[start Stored records]
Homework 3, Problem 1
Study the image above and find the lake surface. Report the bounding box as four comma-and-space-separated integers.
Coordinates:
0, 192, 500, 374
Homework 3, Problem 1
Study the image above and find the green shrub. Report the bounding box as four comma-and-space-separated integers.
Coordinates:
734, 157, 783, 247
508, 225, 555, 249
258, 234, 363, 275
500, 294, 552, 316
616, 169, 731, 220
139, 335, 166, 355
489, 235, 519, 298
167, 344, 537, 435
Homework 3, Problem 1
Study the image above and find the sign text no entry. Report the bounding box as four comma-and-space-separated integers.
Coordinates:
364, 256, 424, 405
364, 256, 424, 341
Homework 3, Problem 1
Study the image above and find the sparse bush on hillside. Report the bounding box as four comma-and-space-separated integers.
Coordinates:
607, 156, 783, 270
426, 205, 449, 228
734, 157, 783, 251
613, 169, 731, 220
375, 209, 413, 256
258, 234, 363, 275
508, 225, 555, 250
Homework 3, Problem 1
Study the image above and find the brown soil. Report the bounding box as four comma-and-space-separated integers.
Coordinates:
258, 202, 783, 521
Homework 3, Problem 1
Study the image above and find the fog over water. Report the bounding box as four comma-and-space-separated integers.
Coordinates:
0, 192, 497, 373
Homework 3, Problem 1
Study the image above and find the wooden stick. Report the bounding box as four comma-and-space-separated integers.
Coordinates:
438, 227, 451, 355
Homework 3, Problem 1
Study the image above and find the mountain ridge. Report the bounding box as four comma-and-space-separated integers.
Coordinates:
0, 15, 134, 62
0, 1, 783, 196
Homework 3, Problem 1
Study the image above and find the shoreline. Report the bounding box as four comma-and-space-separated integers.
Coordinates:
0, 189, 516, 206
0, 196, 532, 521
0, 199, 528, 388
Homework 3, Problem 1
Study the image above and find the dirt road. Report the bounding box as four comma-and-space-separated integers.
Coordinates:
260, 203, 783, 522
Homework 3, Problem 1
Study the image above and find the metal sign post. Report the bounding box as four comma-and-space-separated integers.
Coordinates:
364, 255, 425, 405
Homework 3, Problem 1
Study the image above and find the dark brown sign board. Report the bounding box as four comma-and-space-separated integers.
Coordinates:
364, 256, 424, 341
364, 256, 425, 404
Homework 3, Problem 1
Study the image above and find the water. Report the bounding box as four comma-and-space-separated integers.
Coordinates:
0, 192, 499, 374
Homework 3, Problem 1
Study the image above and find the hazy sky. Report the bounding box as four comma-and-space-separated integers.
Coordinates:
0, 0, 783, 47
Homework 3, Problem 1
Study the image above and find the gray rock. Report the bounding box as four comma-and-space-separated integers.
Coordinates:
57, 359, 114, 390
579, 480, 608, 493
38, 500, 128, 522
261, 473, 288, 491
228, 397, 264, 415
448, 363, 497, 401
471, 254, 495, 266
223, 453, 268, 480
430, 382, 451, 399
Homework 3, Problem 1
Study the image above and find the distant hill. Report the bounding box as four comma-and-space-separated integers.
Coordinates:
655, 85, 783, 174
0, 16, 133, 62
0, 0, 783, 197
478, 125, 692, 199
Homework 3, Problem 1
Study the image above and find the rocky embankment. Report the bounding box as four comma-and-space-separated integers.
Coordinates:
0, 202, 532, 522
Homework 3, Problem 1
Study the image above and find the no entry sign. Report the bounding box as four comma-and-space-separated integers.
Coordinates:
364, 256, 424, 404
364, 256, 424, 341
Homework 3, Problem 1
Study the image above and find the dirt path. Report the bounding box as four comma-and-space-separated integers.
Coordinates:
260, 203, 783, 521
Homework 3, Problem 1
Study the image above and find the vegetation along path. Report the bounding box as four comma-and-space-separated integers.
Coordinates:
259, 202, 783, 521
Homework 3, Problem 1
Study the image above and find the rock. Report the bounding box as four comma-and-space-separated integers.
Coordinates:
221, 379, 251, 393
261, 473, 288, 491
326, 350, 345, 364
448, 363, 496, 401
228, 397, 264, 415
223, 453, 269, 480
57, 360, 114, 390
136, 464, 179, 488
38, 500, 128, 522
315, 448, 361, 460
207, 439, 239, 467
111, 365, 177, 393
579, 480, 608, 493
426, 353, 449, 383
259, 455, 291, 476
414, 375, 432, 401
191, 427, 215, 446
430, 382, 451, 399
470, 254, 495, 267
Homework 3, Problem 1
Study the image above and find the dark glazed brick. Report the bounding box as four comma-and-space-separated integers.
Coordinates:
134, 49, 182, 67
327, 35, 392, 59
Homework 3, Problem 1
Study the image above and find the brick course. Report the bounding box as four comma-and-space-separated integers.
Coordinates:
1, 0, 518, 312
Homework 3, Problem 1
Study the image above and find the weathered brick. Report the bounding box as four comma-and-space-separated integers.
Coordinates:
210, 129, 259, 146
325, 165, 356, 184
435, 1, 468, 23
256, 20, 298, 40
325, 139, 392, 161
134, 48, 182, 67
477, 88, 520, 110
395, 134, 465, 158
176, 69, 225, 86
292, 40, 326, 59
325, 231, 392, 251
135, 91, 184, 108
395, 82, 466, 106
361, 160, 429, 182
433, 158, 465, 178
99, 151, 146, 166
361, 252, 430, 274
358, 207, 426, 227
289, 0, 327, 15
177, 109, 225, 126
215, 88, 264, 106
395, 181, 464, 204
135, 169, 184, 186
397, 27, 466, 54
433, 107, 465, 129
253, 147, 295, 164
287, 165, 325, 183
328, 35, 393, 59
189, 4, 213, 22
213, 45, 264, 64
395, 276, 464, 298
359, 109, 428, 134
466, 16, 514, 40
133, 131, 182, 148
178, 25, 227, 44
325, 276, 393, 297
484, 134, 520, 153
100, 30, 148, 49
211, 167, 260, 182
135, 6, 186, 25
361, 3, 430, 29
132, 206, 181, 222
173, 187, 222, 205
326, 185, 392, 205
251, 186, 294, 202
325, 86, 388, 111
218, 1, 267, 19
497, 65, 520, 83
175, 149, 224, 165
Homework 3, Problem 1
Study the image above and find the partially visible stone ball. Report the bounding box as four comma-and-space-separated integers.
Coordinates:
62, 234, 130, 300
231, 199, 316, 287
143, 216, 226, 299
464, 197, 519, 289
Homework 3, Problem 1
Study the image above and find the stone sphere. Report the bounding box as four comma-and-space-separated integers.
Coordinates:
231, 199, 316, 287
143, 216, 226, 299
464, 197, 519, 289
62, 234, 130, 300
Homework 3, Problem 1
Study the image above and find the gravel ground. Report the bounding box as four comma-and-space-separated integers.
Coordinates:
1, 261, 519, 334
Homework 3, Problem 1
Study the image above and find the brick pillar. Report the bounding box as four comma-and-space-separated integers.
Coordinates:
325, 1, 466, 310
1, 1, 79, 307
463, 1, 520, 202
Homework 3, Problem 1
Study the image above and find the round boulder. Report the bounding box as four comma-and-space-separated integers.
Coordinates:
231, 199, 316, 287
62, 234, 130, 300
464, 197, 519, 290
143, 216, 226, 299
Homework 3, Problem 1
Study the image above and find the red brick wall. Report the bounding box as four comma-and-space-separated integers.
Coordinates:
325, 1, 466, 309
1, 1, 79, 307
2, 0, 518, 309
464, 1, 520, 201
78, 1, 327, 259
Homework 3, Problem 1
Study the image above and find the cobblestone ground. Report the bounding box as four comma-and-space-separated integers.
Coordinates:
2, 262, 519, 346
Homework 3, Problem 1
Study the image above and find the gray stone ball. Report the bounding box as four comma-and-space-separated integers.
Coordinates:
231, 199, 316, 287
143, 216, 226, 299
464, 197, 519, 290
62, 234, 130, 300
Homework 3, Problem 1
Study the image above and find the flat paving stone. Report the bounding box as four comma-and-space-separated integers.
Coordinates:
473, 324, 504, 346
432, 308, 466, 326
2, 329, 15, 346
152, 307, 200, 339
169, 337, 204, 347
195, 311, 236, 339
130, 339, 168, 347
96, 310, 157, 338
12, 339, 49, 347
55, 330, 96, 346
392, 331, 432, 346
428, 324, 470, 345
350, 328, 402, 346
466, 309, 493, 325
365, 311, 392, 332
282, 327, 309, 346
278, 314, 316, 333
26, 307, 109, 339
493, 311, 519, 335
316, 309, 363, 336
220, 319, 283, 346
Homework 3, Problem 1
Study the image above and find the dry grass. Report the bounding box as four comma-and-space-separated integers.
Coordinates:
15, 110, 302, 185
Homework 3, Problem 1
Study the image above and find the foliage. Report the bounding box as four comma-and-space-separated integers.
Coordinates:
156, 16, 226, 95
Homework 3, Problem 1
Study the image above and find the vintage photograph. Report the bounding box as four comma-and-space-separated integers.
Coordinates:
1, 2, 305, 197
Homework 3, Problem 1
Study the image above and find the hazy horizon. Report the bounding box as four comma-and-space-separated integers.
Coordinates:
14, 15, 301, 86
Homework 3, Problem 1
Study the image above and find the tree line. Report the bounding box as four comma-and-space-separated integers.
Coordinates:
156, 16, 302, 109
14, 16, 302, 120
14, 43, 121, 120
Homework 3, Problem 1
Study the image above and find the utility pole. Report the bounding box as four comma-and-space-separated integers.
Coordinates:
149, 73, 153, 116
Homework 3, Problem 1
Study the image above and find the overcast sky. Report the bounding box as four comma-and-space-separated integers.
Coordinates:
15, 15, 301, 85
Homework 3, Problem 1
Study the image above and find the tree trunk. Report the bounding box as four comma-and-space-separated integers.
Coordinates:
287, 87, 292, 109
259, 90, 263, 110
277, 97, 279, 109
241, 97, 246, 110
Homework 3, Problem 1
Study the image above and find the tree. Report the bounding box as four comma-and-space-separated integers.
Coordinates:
[end Stored records]
• What you are asked to do
Copy everything from the start of the material down to the line that contains "0, 1, 783, 196", with both ends included, and reproduce those lines without any change.

• Reply to the task
Homework 3, Problem 1
Study the image above and find the lake surface. Report the bounding box as four comma-and-space-separated integers.
Coordinates:
0, 192, 500, 374
Homework 3, Problem 1
Study the image above and find the green shrub. Report the bounding box as four comma-and-space-separated integers.
Coordinates:
734, 157, 783, 247
508, 225, 555, 249
258, 234, 363, 275
500, 294, 552, 316
616, 169, 731, 220
139, 335, 166, 355
489, 235, 519, 298
167, 344, 537, 435
Homework 3, Problem 1
Study the image above and find the sign text no entry. Report the bounding box as four comma-and-space-separated integers.
Coordinates:
364, 256, 424, 405
364, 256, 424, 341
Homework 3, Problem 1
Study the image above and find the sparse bush on hillside. Report the bounding box as four comma-and-space-separated integers.
Coordinates:
607, 156, 783, 270
426, 205, 449, 228
734, 157, 783, 251
613, 169, 731, 220
375, 209, 413, 256
258, 234, 363, 275
508, 225, 555, 250
Homework 3, Problem 1
Study the image above and find the brown soil. Report the bounding box as four comma-and-space-separated integers.
Coordinates:
258, 202, 783, 521
Homework 3, Problem 1
Study the image above and find the fog over water. Report the bounding box as four comma-and-space-separated integers.
Coordinates:
0, 192, 497, 373
Homework 3, Problem 1
Study the image above and find the wooden stick. Report the bounding box as four comma-and-space-separated integers.
Coordinates:
438, 227, 451, 355
Homework 3, Problem 1
Study the image above and find the mountain ridge. Report the bounding box as four comma-and-space-separated integers.
Coordinates:
0, 15, 134, 62
0, 1, 783, 196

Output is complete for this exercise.